Output exactly the lines below, starting with the line that has "Phrase: thumb" and going on through the line that has "finger with a point.", both included, and no other lines.

───── Information given

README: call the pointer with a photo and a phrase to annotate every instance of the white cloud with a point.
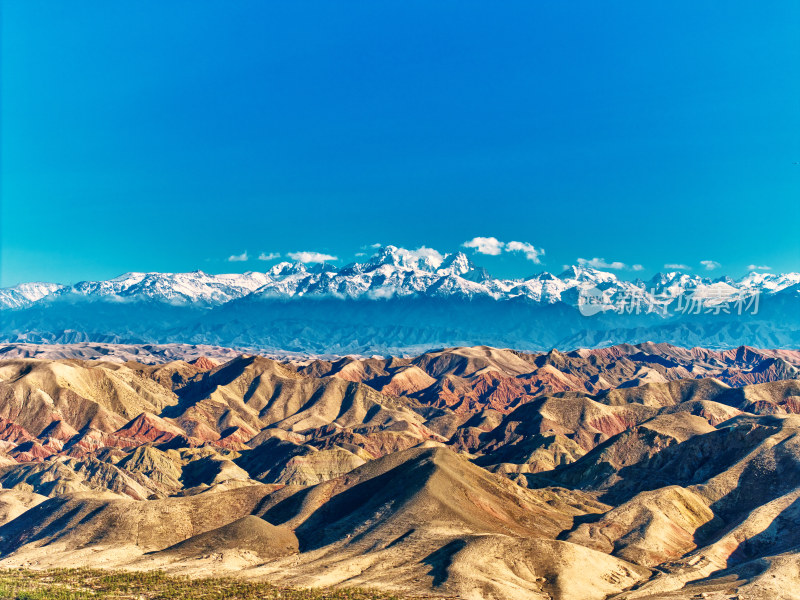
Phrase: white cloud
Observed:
(531, 253)
(601, 263)
(433, 255)
(490, 245)
(306, 257)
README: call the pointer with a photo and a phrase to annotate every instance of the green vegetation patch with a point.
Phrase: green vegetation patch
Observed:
(89, 584)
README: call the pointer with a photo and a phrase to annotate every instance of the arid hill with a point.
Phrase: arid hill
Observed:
(630, 472)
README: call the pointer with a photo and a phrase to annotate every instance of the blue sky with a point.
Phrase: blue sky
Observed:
(171, 136)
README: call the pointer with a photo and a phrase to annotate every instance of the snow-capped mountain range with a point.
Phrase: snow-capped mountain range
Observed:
(397, 273)
(402, 301)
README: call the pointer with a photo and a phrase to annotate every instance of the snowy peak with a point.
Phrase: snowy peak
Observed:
(398, 272)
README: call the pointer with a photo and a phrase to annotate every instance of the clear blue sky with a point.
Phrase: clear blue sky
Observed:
(169, 136)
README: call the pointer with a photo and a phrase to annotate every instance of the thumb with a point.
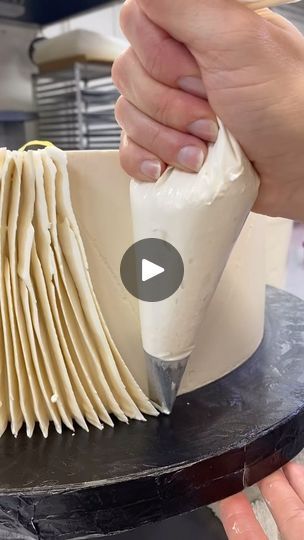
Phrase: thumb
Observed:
(199, 23)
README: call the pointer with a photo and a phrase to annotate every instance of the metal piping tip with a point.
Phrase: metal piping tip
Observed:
(164, 377)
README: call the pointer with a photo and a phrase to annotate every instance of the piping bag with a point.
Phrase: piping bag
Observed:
(201, 215)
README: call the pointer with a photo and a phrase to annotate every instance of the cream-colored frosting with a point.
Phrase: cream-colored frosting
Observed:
(234, 322)
(201, 215)
(278, 234)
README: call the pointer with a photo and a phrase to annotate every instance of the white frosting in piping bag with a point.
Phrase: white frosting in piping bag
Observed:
(201, 215)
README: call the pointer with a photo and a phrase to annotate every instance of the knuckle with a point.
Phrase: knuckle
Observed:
(119, 108)
(162, 107)
(120, 69)
(154, 62)
(125, 14)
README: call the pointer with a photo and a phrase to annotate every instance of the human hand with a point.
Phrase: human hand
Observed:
(283, 492)
(188, 59)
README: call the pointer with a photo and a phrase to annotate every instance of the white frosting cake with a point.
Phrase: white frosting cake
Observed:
(233, 324)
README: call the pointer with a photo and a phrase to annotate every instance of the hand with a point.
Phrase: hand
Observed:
(191, 60)
(283, 492)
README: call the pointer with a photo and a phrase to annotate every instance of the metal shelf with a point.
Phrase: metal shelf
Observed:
(75, 106)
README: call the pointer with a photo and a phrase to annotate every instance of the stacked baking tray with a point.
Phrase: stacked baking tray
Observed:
(75, 107)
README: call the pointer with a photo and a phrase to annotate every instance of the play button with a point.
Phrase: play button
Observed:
(152, 270)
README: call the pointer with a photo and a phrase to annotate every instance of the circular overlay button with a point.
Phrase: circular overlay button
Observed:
(152, 270)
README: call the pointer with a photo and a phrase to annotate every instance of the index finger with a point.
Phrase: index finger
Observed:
(164, 58)
(239, 520)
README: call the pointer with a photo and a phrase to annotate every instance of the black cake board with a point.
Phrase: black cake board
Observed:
(219, 439)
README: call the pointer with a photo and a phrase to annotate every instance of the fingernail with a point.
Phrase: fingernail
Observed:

──────────

→ **Solution**
Phrase: thumb
Observed:
(199, 23)
README: call the pointer with a photo and a phrase to annotate every instance of the metal piping tip with a point.
Phrase: metal piping tip
Observed:
(164, 377)
README: call the pointer with a photo and a phrase to annotate every instance of the piping bag with a point.
Phrase: piping bag
Observed:
(201, 215)
README: call the pointer with a photo and a phrase to annotate every instance of the cream-colored frosting with a point.
Phrase: cream-colored frosting
Observed:
(234, 322)
(201, 215)
(278, 234)
README: call the pointer with a photo and a phrase to annotate every instance of the white frosting in piping bag with a point.
Phrase: white frosting in piping bag
Observed:
(201, 215)
README: call the pointer with a photo and a phrase to annotate every instance of the knuckle with a point.
Phrase: knuckle
Observed:
(119, 108)
(162, 107)
(120, 69)
(154, 62)
(125, 14)
README: call the pointer with a photo and a phrase to annotate every instance of the human hand with a point.
Phrase: human hand
Observed:
(283, 492)
(188, 59)
README: call the pointer with a photo and a phrase to annotate every instance of the white frosting cake with a point.
Phrase: white frosting cake
Observed:
(233, 324)
README: call the pointer with a photo and a phrase to annotate every instance of the hand with a point.
Phrase: hand
Observed:
(191, 60)
(283, 492)
README: call the pointer with a photo and a phrase to annotate every instance of the metal shelf with a point.
Phrase: metal shelf
Observed:
(75, 106)
README: call the pointer with a photo and a phrase to annotate every instance of the stacked baking tray with a point.
Phrase: stacked baking tray
Observed:
(75, 107)
README: call the pointer with a photo and a phrase to annotate every instance of the play button with a point.
Phrase: play button
Observed:
(152, 270)
README: call the pointer with a photo and a phrase to annotate every instance of the circular overlay button with a point.
Phrase: circular overlay button
Observed:
(152, 270)
README: call the pointer with a photo and a phrase to annotate every instance of the index finger with a point.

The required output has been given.